- _Stated task_:
Switch every "Quickstart" in the rows below to "Usage", leaving everything else unchanged. Omit the pictures from the output.

(Labeled-object pointing entries)
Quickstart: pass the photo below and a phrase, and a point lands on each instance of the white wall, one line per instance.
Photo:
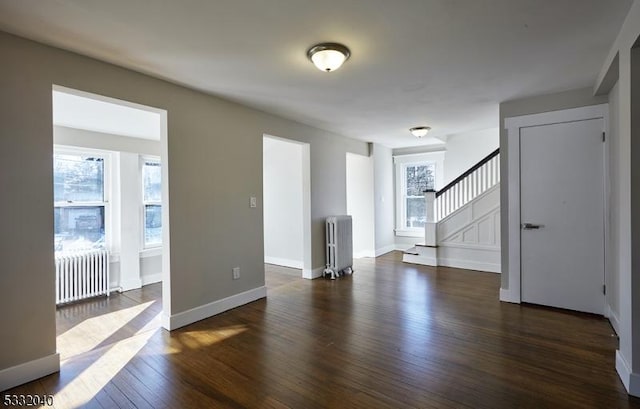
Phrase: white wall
(615, 256)
(383, 199)
(360, 203)
(465, 150)
(623, 64)
(282, 196)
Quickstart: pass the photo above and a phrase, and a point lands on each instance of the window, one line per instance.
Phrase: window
(417, 178)
(152, 199)
(79, 201)
(415, 174)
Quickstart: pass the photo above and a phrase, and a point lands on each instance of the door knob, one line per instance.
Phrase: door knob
(531, 226)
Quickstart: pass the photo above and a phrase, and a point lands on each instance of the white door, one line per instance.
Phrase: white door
(562, 215)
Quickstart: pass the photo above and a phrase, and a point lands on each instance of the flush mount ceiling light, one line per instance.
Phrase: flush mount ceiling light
(419, 131)
(328, 56)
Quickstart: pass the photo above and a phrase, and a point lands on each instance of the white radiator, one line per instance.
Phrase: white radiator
(81, 275)
(339, 246)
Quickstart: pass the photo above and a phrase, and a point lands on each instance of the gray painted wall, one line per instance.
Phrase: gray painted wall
(214, 164)
(533, 105)
(384, 198)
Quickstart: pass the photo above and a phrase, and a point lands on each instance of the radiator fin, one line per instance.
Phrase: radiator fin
(82, 274)
(339, 245)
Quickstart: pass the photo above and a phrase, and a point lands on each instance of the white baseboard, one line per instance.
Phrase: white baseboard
(283, 262)
(151, 278)
(312, 274)
(133, 284)
(507, 296)
(418, 259)
(470, 265)
(630, 380)
(208, 310)
(29, 371)
(403, 247)
(385, 250)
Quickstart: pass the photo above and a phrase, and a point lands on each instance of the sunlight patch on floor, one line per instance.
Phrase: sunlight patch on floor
(204, 338)
(92, 332)
(94, 378)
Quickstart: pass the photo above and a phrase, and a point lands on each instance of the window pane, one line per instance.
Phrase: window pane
(152, 181)
(78, 178)
(416, 212)
(420, 178)
(152, 224)
(78, 228)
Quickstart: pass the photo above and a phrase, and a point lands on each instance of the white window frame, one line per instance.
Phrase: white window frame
(107, 184)
(401, 162)
(144, 245)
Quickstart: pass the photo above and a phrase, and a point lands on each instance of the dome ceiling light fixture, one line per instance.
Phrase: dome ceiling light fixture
(420, 131)
(328, 56)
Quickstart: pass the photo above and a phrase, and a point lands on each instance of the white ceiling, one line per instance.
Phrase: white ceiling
(442, 63)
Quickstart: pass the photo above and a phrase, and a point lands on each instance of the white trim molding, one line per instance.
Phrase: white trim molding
(630, 380)
(513, 126)
(385, 250)
(284, 262)
(29, 371)
(214, 308)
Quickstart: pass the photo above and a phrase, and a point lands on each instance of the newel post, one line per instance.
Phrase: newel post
(430, 225)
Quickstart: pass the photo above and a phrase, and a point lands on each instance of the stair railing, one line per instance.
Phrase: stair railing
(472, 183)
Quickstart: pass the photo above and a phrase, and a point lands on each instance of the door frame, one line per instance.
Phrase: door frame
(513, 126)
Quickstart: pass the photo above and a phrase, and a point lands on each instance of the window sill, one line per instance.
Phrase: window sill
(410, 233)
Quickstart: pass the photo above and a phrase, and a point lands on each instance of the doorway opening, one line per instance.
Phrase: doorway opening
(110, 219)
(287, 205)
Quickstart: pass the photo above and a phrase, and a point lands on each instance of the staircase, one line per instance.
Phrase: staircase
(463, 221)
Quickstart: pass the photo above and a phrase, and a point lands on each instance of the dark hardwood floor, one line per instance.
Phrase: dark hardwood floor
(392, 335)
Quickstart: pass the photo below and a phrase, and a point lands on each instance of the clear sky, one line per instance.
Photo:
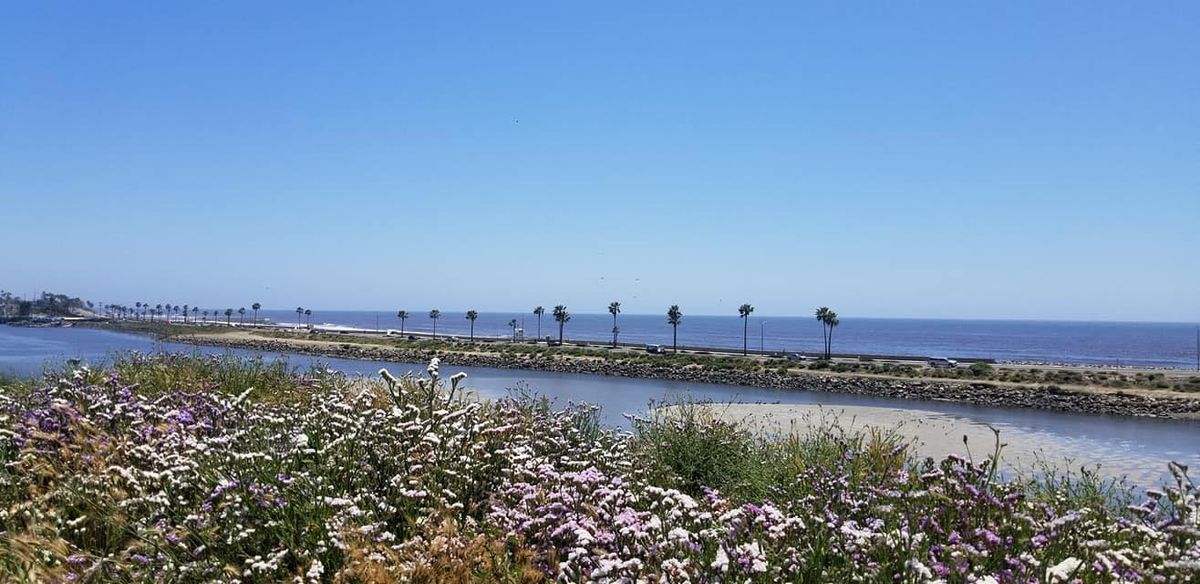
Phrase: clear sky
(977, 160)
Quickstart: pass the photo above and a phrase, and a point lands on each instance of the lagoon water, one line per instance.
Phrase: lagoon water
(1135, 447)
(1143, 344)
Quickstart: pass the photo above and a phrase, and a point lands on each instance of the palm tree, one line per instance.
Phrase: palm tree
(615, 308)
(673, 318)
(561, 317)
(539, 311)
(822, 314)
(744, 312)
(472, 315)
(828, 320)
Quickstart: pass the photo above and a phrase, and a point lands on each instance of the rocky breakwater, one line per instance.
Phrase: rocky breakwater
(982, 393)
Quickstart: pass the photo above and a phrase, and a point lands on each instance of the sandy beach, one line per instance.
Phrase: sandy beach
(937, 435)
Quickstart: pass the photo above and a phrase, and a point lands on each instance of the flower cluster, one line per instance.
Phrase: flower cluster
(340, 480)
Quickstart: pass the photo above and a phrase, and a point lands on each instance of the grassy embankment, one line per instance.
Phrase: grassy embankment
(1035, 377)
(193, 469)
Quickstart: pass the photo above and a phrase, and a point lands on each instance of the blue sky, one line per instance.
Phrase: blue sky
(1003, 160)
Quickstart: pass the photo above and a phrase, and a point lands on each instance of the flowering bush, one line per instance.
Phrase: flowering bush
(190, 469)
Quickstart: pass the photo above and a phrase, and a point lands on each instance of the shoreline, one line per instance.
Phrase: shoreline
(987, 393)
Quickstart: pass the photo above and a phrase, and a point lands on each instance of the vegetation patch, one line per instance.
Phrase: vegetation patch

- _Task result_:
Usage: pass the photo below and a phrase, and a point lands on each instance of the white wall, one line per instance.
Photo:
Phrase: white wall
(615, 256)
(383, 199)
(360, 203)
(465, 150)
(623, 64)
(282, 196)
Usage: pass the photo above and a phrase, and a point lands on each instance of the window, one line per instance.
Phrase: window
(417, 178)
(152, 199)
(79, 201)
(415, 174)
Usage: pass the photo above and a phrase, and a point lands on each instance of the door knob, one line per instance.
Phrase: door knob
(531, 226)
Usage: pass the photo above and a phrase, and a point lands on each instance of the white door, one line per instance.
Phrase: white door
(562, 215)
Usage: pass the photo above and a phrase, and a point lands on each instance of the flush mount ceiling light, one line per instance.
Phrase: flush mount ceiling light
(419, 131)
(328, 56)
Usage: pass the photo above and a phrase, and a point lands on each instance of the white radiator, one line per instance.
Phrase: white radiator
(81, 275)
(339, 246)
Usage: pass the photo above and a phrase, and a point lands on each instance of the gray painted wall, one line per instance.
Phrase: gray painted wall
(214, 164)
(533, 105)
(384, 198)
Usage: pass the photo above and a phrase, and a point lands on each instance of the radiator fin, one line per instance.
Phrase: radiator fin
(82, 274)
(339, 245)
Usage: pass the photo above and a phrase, and a point lands on each instance of the white baseboard, one line per instance.
Phrase: white baseboard
(283, 262)
(151, 278)
(312, 274)
(133, 284)
(507, 296)
(418, 259)
(470, 265)
(630, 380)
(208, 310)
(29, 371)
(403, 247)
(385, 250)
Usage: pass the photo above and a phrase, and a point lands on each instance of the sunlight patch on floor, one line per instance.
Phrase: sunlight patch on floor
(204, 338)
(92, 332)
(94, 378)
Usage: pass the photo above and a phrase, and a point lands on each instance of the window pane, one line per instance.
Phrase: window pane
(152, 181)
(78, 178)
(416, 212)
(420, 178)
(152, 224)
(78, 228)
Usage: pass the photo above and a phrase, and a point lands on each instance of the white window frame, one line per instance.
Phrase: white window frame
(107, 184)
(401, 162)
(144, 245)
Usage: pass the photo above and a phrase, and a point lands on each instance of the dome ceiling light fixture, one line per instance.
Phrase: dome ceiling light fixture
(420, 131)
(328, 56)
Usage: pass the photo above and a phrase, and a point lands on each instance of the white ceiling, one line per instance.
Phrase: white ceiling
(442, 63)
Usage: pass the photo above and a phrase, and a point lands on each instance of the white trim molding, one line per instance.
Phrase: white trim molding
(630, 380)
(513, 126)
(385, 250)
(284, 262)
(29, 371)
(214, 308)
Usage: pass the photo above and a phrase, and a point lands on each instance of the newel post, one line per instance.
Phrase: newel post
(430, 225)
Usage: pass the photo above and a phrase, and a point lands on each instance of the stair railing, one line per instance.
Phrase: stair railing
(472, 183)
Usage: pass the photo above and a phrase, and a point lands on each instance of the door frame, one line per instance.
Phrase: door frame
(513, 126)
Usage: pass the photo above and a phrase, and a point lands on each instance of the window sill, one line per instance.
Phrase: window sill
(410, 233)
Usage: pass the photo above and a phrase, and a point lands on each instance of the doorway opening, one line per instance.
Phrase: doorway opening
(110, 219)
(287, 205)
Usage: pass the photo above and a phrase, and a point lands on each instance of the staircase, one line per instance.
Phrase: staircase
(463, 221)
Usage: pass the photo above and a phrase, and a point lands on each instance of the dark hardwood floor, one line per instance.
Phrase: dark hardwood floor
(392, 335)
Usage: pass the photo below and a phrase, and a point lands on each instance of the clear sky, one line per instance.
Photo:
Phrase: clear sky
(977, 160)
Usage: pass the photo above and a phrase, and a point lands on each instance of the lagoon water, one line per instance.
Phrase: lagoon water
(1135, 447)
(1143, 344)
Usage: pass the photo above and a phrase, and a point lands on each instance of the palm tree, one line per instance.
Phrase: palm tree
(615, 308)
(673, 318)
(561, 317)
(539, 311)
(822, 314)
(744, 312)
(472, 315)
(828, 320)
Usage: pass the photo above and a phrase, and a point lands on each instance of the rocky breakwater, one line per instance.
Phrase: rocky breakwater
(982, 393)
Usage: pass the photo above and a phrase, and a point lands on each instance of the sandy beach, one line per instance.
Phrase: sandy beach
(937, 435)
Usage: pass the photo above and a phrase, and a point lands on each instance of the flower cluster, one line per instance.
Phrase: flower cluster
(340, 480)
Usage: pass the photo above and a phrase, and a point lands on each instance of the grassy embankment, one line per instance.
Phrase: grassy embankment
(1035, 377)
(193, 469)
Usage: pass the photo above and a phrase, and a point lands on each instance of the blue sky, one line per instance.
Phrase: blue sky
(1003, 160)
Usage: pass the photo above and a phrase, and a point lands on each instance of the flowering bush, one line per instance.
Phrase: flowering bush
(190, 469)
Usage: pass the photo above and a phrase, and a point lands on each instance of the shoreline, one line per instance.
Phrase: shoreline
(987, 393)
Usage: pass the photo above and a phrase, and a point lands on each instance of the vegetation patch, one line per instance.
Phrase: vegetation patch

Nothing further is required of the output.